**PROBLEM DETAILS**
Search the records for the line with "# annotate each instance of the man's face". Output that line and each line after it, exactly, and stop at the end; omit pictures.

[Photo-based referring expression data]
▬▬▬▬▬▬▬▬▬▬

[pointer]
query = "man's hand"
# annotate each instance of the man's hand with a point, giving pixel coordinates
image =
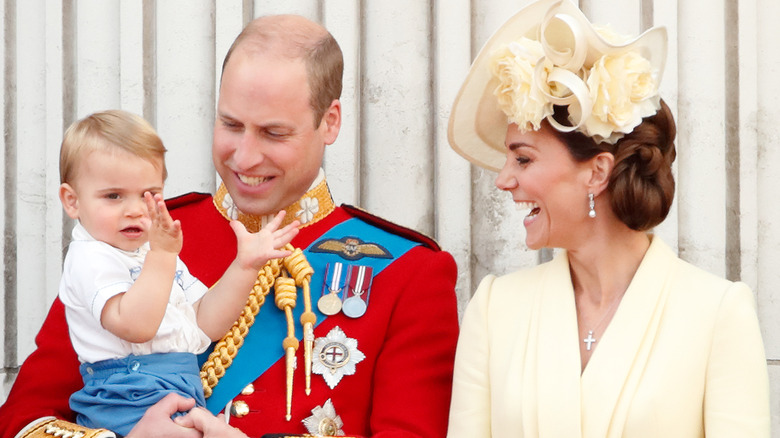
(157, 422)
(209, 425)
(255, 249)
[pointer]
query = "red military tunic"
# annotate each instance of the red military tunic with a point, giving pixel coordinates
(408, 337)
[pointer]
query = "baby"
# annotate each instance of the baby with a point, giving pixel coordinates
(136, 316)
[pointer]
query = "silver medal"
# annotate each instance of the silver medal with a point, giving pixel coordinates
(330, 303)
(354, 307)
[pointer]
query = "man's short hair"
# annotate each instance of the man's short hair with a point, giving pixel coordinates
(295, 37)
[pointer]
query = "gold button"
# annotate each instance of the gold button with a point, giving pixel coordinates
(239, 409)
(249, 390)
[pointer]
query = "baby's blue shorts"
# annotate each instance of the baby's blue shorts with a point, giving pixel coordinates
(117, 392)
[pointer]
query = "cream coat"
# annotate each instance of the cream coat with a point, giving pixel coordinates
(682, 357)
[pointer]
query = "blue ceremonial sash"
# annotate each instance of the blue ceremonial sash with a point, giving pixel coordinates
(260, 351)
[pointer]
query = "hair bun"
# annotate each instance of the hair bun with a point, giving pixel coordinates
(642, 184)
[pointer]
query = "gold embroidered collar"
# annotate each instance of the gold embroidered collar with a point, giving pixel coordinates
(313, 206)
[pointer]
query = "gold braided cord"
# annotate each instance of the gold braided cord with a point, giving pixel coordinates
(283, 275)
(300, 269)
(227, 348)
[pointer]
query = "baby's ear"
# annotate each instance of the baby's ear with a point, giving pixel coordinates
(70, 200)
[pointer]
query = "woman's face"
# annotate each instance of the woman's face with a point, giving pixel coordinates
(542, 177)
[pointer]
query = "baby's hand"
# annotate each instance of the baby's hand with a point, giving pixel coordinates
(255, 249)
(164, 232)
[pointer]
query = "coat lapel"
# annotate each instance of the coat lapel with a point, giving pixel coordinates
(557, 364)
(613, 372)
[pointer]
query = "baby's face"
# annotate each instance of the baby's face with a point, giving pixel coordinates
(110, 188)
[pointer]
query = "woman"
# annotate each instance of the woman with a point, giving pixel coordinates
(616, 336)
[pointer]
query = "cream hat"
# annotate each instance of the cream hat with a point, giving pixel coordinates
(552, 55)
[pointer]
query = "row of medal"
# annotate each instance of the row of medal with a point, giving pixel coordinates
(346, 289)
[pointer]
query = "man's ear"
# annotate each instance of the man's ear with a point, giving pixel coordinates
(331, 122)
(601, 169)
(70, 200)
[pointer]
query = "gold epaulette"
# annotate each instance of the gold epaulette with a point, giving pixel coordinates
(60, 428)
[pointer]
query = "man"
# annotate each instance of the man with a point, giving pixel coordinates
(381, 364)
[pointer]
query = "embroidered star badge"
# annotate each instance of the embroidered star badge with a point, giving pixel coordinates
(324, 421)
(335, 356)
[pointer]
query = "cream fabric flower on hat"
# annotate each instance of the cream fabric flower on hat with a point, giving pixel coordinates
(624, 91)
(518, 96)
(607, 96)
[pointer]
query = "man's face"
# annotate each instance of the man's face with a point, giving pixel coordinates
(266, 147)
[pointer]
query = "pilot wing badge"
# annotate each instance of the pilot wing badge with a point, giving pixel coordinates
(351, 248)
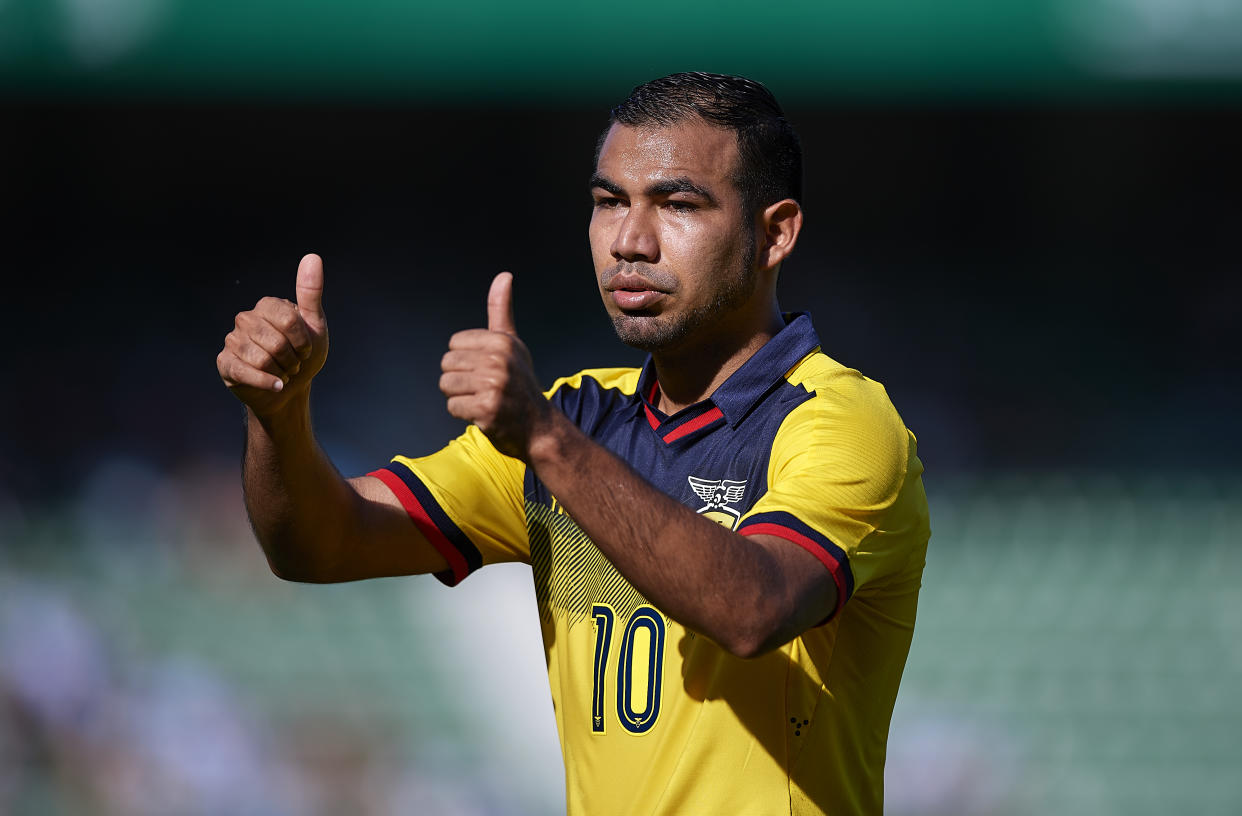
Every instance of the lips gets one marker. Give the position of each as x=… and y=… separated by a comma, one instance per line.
x=632, y=292
x=636, y=299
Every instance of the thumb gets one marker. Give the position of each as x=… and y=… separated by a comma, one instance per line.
x=499, y=304
x=309, y=292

▬▬▬▬▬▬▬▬▬▬

**RESPONSE TO THIS TASK**
# annotate each instance of the man's face with a point, giving pixel coordinates
(266, 147)
[pointer]
query = "pilot wing badge"
# annotate each instance of the pilot wing badge with a point, giving pixel coordinates
(351, 248)
Every instance of the lips gets one marker. Give the position of each as x=… and y=… separated by a comma, one instance per line.
x=632, y=292
x=636, y=299
Every instance of the thumb gets one marker. Give the position of each as x=… and y=… separated by a comma, one instance per line.
x=499, y=304
x=309, y=292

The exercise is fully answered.